_What is being asked:_ Each line from the one with "point: horse's nostril" through the last line of the records must be output exactly, both ends included.

Image-grounded pointing data:
=== Section Start ===

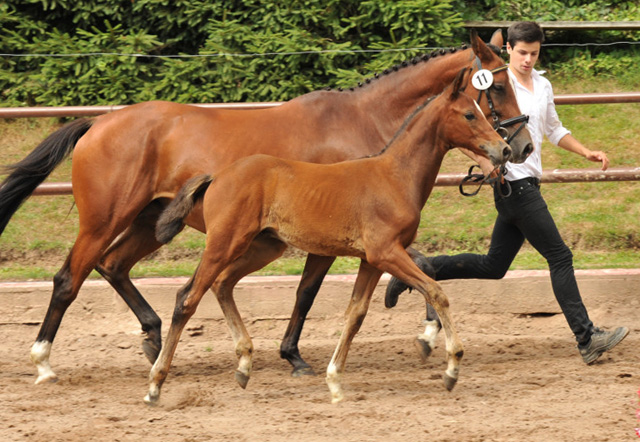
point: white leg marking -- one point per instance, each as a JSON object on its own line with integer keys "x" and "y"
{"x": 430, "y": 333}
{"x": 40, "y": 352}
{"x": 333, "y": 381}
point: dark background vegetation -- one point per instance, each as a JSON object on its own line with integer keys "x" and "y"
{"x": 226, "y": 51}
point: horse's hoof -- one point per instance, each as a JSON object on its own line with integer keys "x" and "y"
{"x": 50, "y": 378}
{"x": 449, "y": 382}
{"x": 394, "y": 289}
{"x": 303, "y": 371}
{"x": 242, "y": 379}
{"x": 150, "y": 401}
{"x": 424, "y": 349}
{"x": 152, "y": 396}
{"x": 151, "y": 350}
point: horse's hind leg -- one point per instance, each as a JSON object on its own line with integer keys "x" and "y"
{"x": 136, "y": 242}
{"x": 263, "y": 250}
{"x": 66, "y": 284}
{"x": 368, "y": 277}
{"x": 314, "y": 272}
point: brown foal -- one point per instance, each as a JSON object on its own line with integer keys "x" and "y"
{"x": 367, "y": 208}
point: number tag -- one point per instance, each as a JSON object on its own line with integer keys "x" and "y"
{"x": 483, "y": 79}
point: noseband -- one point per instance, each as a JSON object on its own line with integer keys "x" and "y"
{"x": 501, "y": 128}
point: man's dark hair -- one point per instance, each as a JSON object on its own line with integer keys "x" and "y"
{"x": 526, "y": 31}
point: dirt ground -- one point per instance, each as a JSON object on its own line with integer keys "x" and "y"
{"x": 521, "y": 378}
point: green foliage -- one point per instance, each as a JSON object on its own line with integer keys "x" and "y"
{"x": 251, "y": 50}
{"x": 231, "y": 50}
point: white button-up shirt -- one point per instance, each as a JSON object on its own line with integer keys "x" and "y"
{"x": 543, "y": 120}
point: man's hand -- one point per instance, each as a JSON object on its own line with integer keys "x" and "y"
{"x": 598, "y": 157}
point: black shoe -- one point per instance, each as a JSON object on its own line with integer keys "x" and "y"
{"x": 600, "y": 342}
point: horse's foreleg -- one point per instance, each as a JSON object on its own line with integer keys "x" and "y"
{"x": 186, "y": 304}
{"x": 365, "y": 284}
{"x": 399, "y": 264}
{"x": 315, "y": 270}
{"x": 66, "y": 284}
{"x": 130, "y": 247}
{"x": 426, "y": 342}
{"x": 263, "y": 250}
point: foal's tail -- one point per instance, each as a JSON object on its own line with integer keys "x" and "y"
{"x": 171, "y": 220}
{"x": 27, "y": 174}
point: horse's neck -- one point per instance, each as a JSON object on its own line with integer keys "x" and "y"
{"x": 391, "y": 98}
{"x": 418, "y": 152}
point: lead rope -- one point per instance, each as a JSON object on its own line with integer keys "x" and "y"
{"x": 482, "y": 179}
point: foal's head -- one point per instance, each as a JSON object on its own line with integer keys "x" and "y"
{"x": 463, "y": 124}
{"x": 501, "y": 94}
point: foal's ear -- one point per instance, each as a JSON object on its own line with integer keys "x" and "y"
{"x": 496, "y": 39}
{"x": 458, "y": 84}
{"x": 480, "y": 48}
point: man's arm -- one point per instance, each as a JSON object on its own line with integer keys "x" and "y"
{"x": 570, "y": 143}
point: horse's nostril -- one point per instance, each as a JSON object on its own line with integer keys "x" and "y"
{"x": 528, "y": 150}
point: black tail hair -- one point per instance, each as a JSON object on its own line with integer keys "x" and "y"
{"x": 29, "y": 173}
{"x": 171, "y": 220}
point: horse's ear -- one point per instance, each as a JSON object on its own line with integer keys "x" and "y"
{"x": 496, "y": 38}
{"x": 479, "y": 47}
{"x": 458, "y": 84}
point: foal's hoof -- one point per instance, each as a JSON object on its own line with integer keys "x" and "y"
{"x": 151, "y": 350}
{"x": 152, "y": 396}
{"x": 48, "y": 378}
{"x": 242, "y": 379}
{"x": 449, "y": 382}
{"x": 424, "y": 349}
{"x": 394, "y": 289}
{"x": 302, "y": 371}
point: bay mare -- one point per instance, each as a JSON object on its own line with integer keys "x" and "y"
{"x": 367, "y": 208}
{"x": 127, "y": 165}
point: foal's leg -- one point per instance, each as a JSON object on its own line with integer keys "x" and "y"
{"x": 398, "y": 263}
{"x": 136, "y": 242}
{"x": 263, "y": 250}
{"x": 368, "y": 277}
{"x": 315, "y": 270}
{"x": 223, "y": 246}
{"x": 426, "y": 341}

=== Section End ===

_Response to this exercise:_
point: horse's nostril -- one point per instance, each as a JSON object on its own line with integer keys "x" and "y"
{"x": 528, "y": 150}
point: black tail hair -- one point per instance, each as a JSON object on its own line with integer keys "x" and "y"
{"x": 29, "y": 173}
{"x": 171, "y": 220}
point: horse's ear -- one point per instance, each as a JSON object on its own line with integer keys "x" and "y"
{"x": 496, "y": 38}
{"x": 479, "y": 47}
{"x": 458, "y": 84}
point: foal's hoof -- one point per instance, each as a JSON object on its own line with integer keys "x" and "y"
{"x": 151, "y": 350}
{"x": 152, "y": 396}
{"x": 48, "y": 378}
{"x": 242, "y": 379}
{"x": 449, "y": 382}
{"x": 424, "y": 349}
{"x": 394, "y": 289}
{"x": 302, "y": 371}
point: bay mare -- one point per instance, each as a JSON object on its own line with integer keys "x" and "y"
{"x": 367, "y": 208}
{"x": 127, "y": 165}
point: foal's leg -- one point per instance, each as a JSON object on its own line with integer keys "x" and "y"
{"x": 398, "y": 263}
{"x": 136, "y": 242}
{"x": 263, "y": 250}
{"x": 368, "y": 277}
{"x": 315, "y": 270}
{"x": 223, "y": 246}
{"x": 426, "y": 341}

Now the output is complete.